* DIRECTIONS FOR THIS TASK *
Render every line of the entries below as a JSON list of strings, one string per line, skipping blank lines. Leave the pictures out of that list.
# Start of RECORDS PROVIDED
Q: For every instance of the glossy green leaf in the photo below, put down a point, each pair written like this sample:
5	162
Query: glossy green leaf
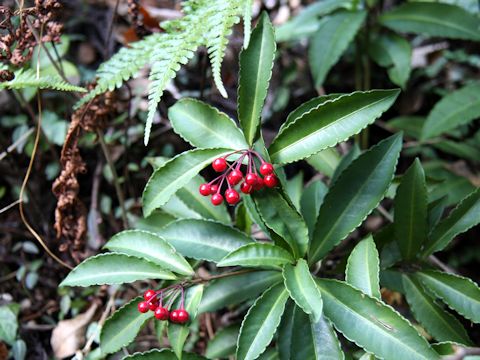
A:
113	268
300	338
411	221
257	255
371	324
433	19
330	123
455	109
330	41
175	174
177	333
465	216
363	268
394	53
236	289
442	325
122	327
203	239
312	198
224	343
256	63
302	289
354	195
459	293
283	219
149	246
203	126
261	322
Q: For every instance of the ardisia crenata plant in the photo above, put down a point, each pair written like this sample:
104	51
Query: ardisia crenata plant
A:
297	302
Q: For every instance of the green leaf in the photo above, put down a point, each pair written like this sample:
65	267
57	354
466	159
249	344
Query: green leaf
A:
177	334
261	322
300	338
113	268
331	40
122	327
203	239
302	288
455	109
257	255
363	268
411	221
439	323
354	195
256	63
204	126
175	174
433	19
283	219
330	123
312	198
462	218
236	289
371	324
151	247
224	343
459	293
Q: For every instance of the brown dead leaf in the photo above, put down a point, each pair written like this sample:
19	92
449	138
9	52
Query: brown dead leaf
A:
69	335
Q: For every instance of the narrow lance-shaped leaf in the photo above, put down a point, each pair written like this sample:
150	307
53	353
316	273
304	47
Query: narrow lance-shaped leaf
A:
122	327
261	322
302	289
113	268
442	325
434	19
363	268
459	293
257	255
411	221
331	122
465	216
203	239
330	41
151	247
256	63
354	195
283	219
236	289
371	324
204	126
175	174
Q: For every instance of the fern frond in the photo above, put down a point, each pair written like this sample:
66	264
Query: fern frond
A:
122	66
27	78
221	23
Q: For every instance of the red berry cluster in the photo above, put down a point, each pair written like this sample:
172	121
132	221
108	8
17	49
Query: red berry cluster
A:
154	302
233	174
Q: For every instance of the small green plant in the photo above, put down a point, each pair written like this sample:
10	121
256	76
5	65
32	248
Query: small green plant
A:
285	279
# End of RECORDS PROVIDED
* OUTPUT BELOW *
[
  "Q: For every instance of the glossy green leaf in the photo below, put down a point, each pair written like this sample:",
  "5\t162",
  "Query: glossy green leaf",
  "A:",
  "113\t268",
  "300\t338",
  "411\t221",
  "257\t255",
  "371\t324",
  "433\t19",
  "330\t123",
  "455\t109",
  "330\t41",
  "175\t174",
  "177\t333",
  "465\t216",
  "363\t268",
  "394\t53",
  "236\t289",
  "442\t325",
  "122\t327",
  "203\t239",
  "312\t198",
  "224\t343",
  "256\t63",
  "302\t289",
  "354\t195",
  "459\t293",
  "283\t219",
  "149\t246",
  "203\t126",
  "261\t322",
  "Q: For every instance of the ardisia crenata plant in the photo above, put down a point, each pair written like this sample:",
  "104\t51",
  "Query: ardisia crenata plant",
  "A:",
  "297\t302",
  "Q: For every instance of the green leaf in the photo above, put down a point, each pair written like this sample:",
  "65\t267",
  "57\t354",
  "466\t159",
  "249\t344",
  "Query: green leaf",
  "A:",
  "177\t334",
  "261\t322",
  "300\t338",
  "113\t268",
  "331\t40",
  "122\t327",
  "203\t239",
  "302\t288",
  "455\t109",
  "257\t255",
  "363\t268",
  "411\t221",
  "439\t323",
  "354\t195",
  "256\t63",
  "204\t126",
  "175\t174",
  "433\t19",
  "283\t219",
  "330\t123",
  "312\t198",
  "462\t218",
  "236\t289",
  "371\t324",
  "151\t247",
  "224\t343",
  "459\t293",
  "Q: For every instance of the brown dead leaf in the photo above, put down a point, each pair written like this sample:",
  "19\t92",
  "449\t138",
  "9\t52",
  "Query: brown dead leaf",
  "A:",
  "69\t335",
  "Q: For every instance of the narrow lance-shaped leaf in the photo above, put down a point, each pair written like this sample:",
  "150\t307",
  "53\t353",
  "316\t273",
  "304\t47",
  "Query: narrow lance-shaped leaf",
  "A:",
  "122\t327",
  "261\t322",
  "302\t289",
  "113\t268",
  "442\t325",
  "434\t19",
  "363\t268",
  "459\t293",
  "257\t255",
  "411\t221",
  "331\t122",
  "465\t216",
  "203\t239",
  "330\t41",
  "151\t247",
  "256\t63",
  "354\t195",
  "283\t219",
  "236\t289",
  "371\t324",
  "204\t126",
  "175\t174",
  "Q: For every instance of the fern frond in the photo above, put down a point, each pair written like this sample:",
  "66\t264",
  "Query: fern frond",
  "A:",
  "122\t66",
  "27\t78",
  "221\t23",
  "Q: For every instance of the red berry cluster in the photo above, put down a point, each pair written like this sample:",
  "172\t121",
  "132\t221",
  "108\t8",
  "17\t49",
  "Query: red berry cluster",
  "A:",
  "154\t302",
  "233\t174",
  "Q: For every instance of the small green plant in the photo above, put down a point, each pair written like this sample:",
  "10\t121",
  "256\t76",
  "5\t65",
  "32\t248",
  "Query: small green plant",
  "A:",
  "285\t279"
]